_Passage shown_:
- - -

Glacier meltdown threatens unique ecosystems
Even with immediate and massive cuts in greenhouse gas emissions, most of the glaciers in the northern Rockies are likely to vanish in the next few decades. That means there won’t be any habitat left for the western glacier stonefly, which depends on cold glacial meltwater for habitat.
Even though their demise is all but certain, environmental activists say the insect needs protection under the Endangered Species Act, and last week, the U.S. Fish and Wildlife Service agreed to make that decision within the next year.Conservation groups had previously petitioned the agency to list the stonefly as endangered, and in 2011, the USFWS said that the rare bug may qualify for listing.
“The western glacier stonefly is rapidly losing its habitat to global warming and deserves protection as an endangered species,” said Noah Greenwald, endangered species director at the Center for Biological Diversity. “This stonefly is a canary in the coalmine for global warming. Without efforts to curb our emissions, all the glaciers in Glacier National Park will disappear within as little as 15 years.”
The western glacier stonefly is known from only five small streams on the east side of the Continental Divide in Glacier National Park. The park’s glaciers are predicted to disappear as early as 2030 as a result of climate change — and as they go, so, too, will this unique invertebrate.
Since 1900 the mean annual temperature in Glacier National Park has increased by about 2.5 degrees Fahrenheit — nearly two times the global mean temperature increase. Of the estimated 150 glaciers in the park in 1850, only 25 remain, and they continue to shrink.

- - -

_Excerpted data_:
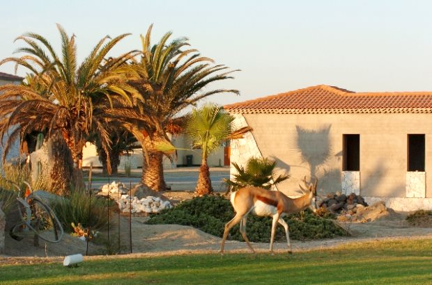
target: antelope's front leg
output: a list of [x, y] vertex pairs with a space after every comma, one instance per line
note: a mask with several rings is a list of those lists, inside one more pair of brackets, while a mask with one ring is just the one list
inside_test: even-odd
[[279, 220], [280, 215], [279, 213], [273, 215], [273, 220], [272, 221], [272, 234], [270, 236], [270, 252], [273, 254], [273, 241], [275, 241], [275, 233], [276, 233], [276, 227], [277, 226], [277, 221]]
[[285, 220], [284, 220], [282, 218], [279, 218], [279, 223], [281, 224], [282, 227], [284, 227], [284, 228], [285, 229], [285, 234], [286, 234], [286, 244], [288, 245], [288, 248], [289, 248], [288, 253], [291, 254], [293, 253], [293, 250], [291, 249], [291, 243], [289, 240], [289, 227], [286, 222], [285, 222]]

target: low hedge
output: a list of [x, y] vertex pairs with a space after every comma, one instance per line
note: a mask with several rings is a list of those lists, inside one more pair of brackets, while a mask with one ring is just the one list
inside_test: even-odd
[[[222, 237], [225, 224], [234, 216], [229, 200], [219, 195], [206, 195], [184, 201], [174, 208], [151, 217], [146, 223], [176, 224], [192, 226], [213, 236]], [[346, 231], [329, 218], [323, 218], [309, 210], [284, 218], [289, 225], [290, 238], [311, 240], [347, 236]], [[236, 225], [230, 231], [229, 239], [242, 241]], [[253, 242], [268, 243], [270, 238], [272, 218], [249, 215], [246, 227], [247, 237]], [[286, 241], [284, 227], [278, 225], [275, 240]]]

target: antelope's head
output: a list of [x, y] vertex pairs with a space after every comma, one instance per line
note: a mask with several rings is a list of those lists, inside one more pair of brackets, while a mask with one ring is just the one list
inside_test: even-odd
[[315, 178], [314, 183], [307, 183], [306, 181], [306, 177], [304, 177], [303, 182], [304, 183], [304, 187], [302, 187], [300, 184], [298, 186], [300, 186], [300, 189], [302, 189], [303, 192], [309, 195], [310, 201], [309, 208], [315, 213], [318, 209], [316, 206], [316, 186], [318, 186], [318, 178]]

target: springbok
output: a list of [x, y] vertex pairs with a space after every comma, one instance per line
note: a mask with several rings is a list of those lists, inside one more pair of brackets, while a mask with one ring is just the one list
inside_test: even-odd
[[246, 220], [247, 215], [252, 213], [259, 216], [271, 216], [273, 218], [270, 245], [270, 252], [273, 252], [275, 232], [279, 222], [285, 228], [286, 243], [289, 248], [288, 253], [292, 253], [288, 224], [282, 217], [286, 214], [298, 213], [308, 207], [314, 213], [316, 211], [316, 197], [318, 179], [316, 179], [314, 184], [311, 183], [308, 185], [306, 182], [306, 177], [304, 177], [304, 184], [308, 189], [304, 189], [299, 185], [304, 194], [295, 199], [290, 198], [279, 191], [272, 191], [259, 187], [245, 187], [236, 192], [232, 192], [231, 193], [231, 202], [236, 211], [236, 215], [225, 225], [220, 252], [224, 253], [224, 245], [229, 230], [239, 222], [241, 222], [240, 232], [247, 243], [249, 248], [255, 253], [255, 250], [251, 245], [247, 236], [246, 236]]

- - -

Summarize the glacier meltdown article in two sentences.

Most glaciers in the northern Rockies are likely to vanish within decades, which would leave no habitat for the western glacier stonefly, an insect known from only five small streams in Glacier National Park that depends on cold glacial meltwater. Environmental activists say the stonefly needs protection under the Endangered Species Act, and the U.S. Fish and Wildlife Service has agreed to decide within the next year, as the park has warmed about 2.5 degrees Fahrenheit since 1900 and only 25 of an estimated 150 glaciers from 1850 remain.